# [PROBLEM SET]
a. According to the passage on popular assemblies, which three things are not sufficient?
b. Print the passage on popular assemblies from "This, I shall" to "all the rest.".

# [EXTRACT TO READ]
It is not sufficient that the assembled people should have once fixed the constitution of the State by giving their sanction to a body of laws; it is not sufficient that they should have established a perpetual government, or that they should have once for all provided for the election of magistrates. Besides the extraordinary assemblies which unforeseen events may require, it is necessary that there should be fixed and periodical ones which nothing can abolish or prorogue; so that, on the appointed day, the people are rightfully convoked by the law, without needing for that purpose any formal summons.
But, excepting these assemblies which are lawful by their date alone, every assembly of the people that has not been convoked by the magistrates appointed for that duty and according to the prescribed forms, ought to be regarded as unlawful and all that is done in it as invalid, because even the order to assemble ought to emanate from the law.
As for the more or less frequent meetings of the lawful assemblies, they depend on so many considerations that no precise rules can be given about them. Only it may be said generally that the more force a government has the more frequently should the sovereign display itself.
This, I shall be told, may be good for a single city; but what is to be done when the State comprises many cities? Will the sovereign authority be divided? Or must it be concentrated in a single city and render subject all the rest.
I answer that neither alternative is necessary. In the first place, the sovereign authority is simple and undivided, and we cannot divide it without destroying it. In the second place, a city, no more than a nation, can be lawfully subject to another, because the essence of the body politic consists in the union of obedience and liberty, and these words, subject and sovereign, are correlatives, the notion underlying them being expressed in the one word citizen.

# [SUPPLIED INFORMATION]
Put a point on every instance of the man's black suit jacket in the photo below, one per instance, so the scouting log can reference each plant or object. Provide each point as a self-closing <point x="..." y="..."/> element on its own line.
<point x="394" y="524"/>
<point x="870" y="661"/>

# [SOLUTIONS PER TASK]
a.
- That the assembled people should have once fixed the constitution of the State by giving their sanction to a body of laws
- That they should have established a perpetual government
- That they should have once for all provided for the election of magistrates

b.
This, I shall be told, may be good for a single city; but what is to be done when the State comprises many cities? Will the sovereign authority be divided? Or must it be concentrated in a single city and render subject all the rest.